### Fragmento seleccionado:
.....
Domingo XVII del Tiempo Ordinario, Ciclo A

Va a vender todo lo que tiene y compra el campo

Autor: Padre Pablo Largo Domínguez

 

 

Llegamos a las últimas parábolas de este tercer gran discurso de Jesús en que habla de esa realidad misteriosa del reino. La parábola del sembrador instilaba la certidumbre de la granazón del reino de Dios en la historia y más allá de la historia. La de los segadores invitaba a conocer los ritmos de las cosas y la paciencia de Dios.

Hoy nos asomamos a una clave del éxito de la siembra: el reino de Dios es la cifra o símbolo de nuestro máximo interés y se corresponde con la vocación más radical que nos habita. Es el tesoro que consciente o inconscientemente buscamos. Estamos hechos para él. O, como decía san Agustín: «Nos hiciste, Señor, para Ti, y nuestro corazón estará inquieto hasta que descanse en Ti».

En efecto, estamos internamente habitados por algo que entre los filósofos y pensadores ha recibido distintos nombres: "la nostalgia (o nostalgia de lo totalmente otro, del totalmente Otro)", "la demanda y búsqueda de sentido", "un eros o deseo ilimitado de autorrealización", "el principio esperanza", "la inquietud humana"... Percibimos en nuestra vida un impulso a ir más allá (plus ultra). Nos parecemos a las gacelas que de hablaba un escritor, Antoine de Saint-Exupéry, quien con unos compañeros había criado unos ejemplares en un oasis de los confines del Sahara. Refiere este escritor:

«Las teníamos encerradas al aire libre, en un cercado de cañas, porque las gacelas tienen necesidad de que circule libremente el aire, y no hay animal más sensible. Si se las captura cuando son jóvenes, siguen viviendo sin dificultad y llegan incluso a comer de tu mano. Se dejan acariciar y tocan la palma de tu mano con su húmedo hocico. De este modo crees que las has domesticado... Pero llega un día en que las sorprendes apretando sus pequeños cuernos contra la cerca, en dirección al desierto. Parece como si estuvieran imantadas. No son conscientes de que te rehúyen; de hecho, beben la leche que les llevas, se dejan todavía acariciar, hunden su hocico en tu mano aún más cariñosamente que antes... Y sin embargo, en cuanto las dejas, compruebas que, tras un breve retozar, aparentemente felices, vuelven hacia la cerca. Y si no intervienes, se quedan allí, sin tratar siquiera de luchar contra el obstáculo, sino limitándose a apoyar contra él sus cuernecillos, humillando la cerviz, hasta que mueren... Lo que buscan, y lo sabes, es el espacio que ha de completarlas. Desean ser gacelas y danzar su propia danza. Quieren conocer, a ciento treinta kilómetros por hora, la huida rectilínea, salpicada de pequeños brincos, como si aquí y allá brotasen llamas de la arena. ¡Qué importan los chacales, si la verdad de las gacelas consiste en experimentar el miedo, que es lo único que las obliga a superarse y les hace dar los más fantásticos saltos...! ¡Qué importan los leones, si su verdad consiste en ser despedazadas por un zarpazo bajo el sol...! Entonces las observas y piensas: ‘míralas, presas de la nostalgia...’».
.....
### Requisitos del problema:
Según el fragmento, ¿qué nombres han dado los filósofos y pensadores a eso que nos habita internamente? Enuméralos todos. Para resolver la tarea no hacen falta los datos.

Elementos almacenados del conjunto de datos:
.....
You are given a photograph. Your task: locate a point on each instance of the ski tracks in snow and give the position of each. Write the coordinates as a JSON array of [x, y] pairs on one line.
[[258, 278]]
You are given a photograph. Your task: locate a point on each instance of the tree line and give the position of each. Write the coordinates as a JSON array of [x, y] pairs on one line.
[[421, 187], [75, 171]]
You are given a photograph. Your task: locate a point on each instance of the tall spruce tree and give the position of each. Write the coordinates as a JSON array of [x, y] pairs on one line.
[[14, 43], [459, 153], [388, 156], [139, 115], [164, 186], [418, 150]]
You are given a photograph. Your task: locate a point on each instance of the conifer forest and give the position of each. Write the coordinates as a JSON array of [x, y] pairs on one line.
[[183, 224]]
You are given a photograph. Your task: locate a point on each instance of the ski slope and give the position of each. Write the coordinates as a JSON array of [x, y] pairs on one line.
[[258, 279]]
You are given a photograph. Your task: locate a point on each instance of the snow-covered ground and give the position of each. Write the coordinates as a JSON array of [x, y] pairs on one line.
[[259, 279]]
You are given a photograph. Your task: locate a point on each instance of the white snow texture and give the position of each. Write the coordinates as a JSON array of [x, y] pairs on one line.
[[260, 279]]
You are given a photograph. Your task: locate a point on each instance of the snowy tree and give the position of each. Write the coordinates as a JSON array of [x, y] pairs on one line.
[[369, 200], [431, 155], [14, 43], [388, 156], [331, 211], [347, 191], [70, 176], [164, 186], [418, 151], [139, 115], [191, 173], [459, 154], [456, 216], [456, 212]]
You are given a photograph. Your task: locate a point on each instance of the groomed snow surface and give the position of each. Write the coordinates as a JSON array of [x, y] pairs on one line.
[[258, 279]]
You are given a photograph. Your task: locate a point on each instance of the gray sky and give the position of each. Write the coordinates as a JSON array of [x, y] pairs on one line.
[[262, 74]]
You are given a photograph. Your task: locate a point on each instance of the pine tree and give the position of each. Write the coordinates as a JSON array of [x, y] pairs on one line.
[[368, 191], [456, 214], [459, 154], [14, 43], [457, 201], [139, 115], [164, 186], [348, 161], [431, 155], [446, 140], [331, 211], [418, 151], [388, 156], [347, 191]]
.....
### Respuesta:
- la nostalgia (o nostalgia de lo totalmente otro, del totalmente Otro)
- la demanda y búsqueda de sentido
- un eros o deseo ilimitado de autorrealización
- el principio esperanza
- la inquietud humana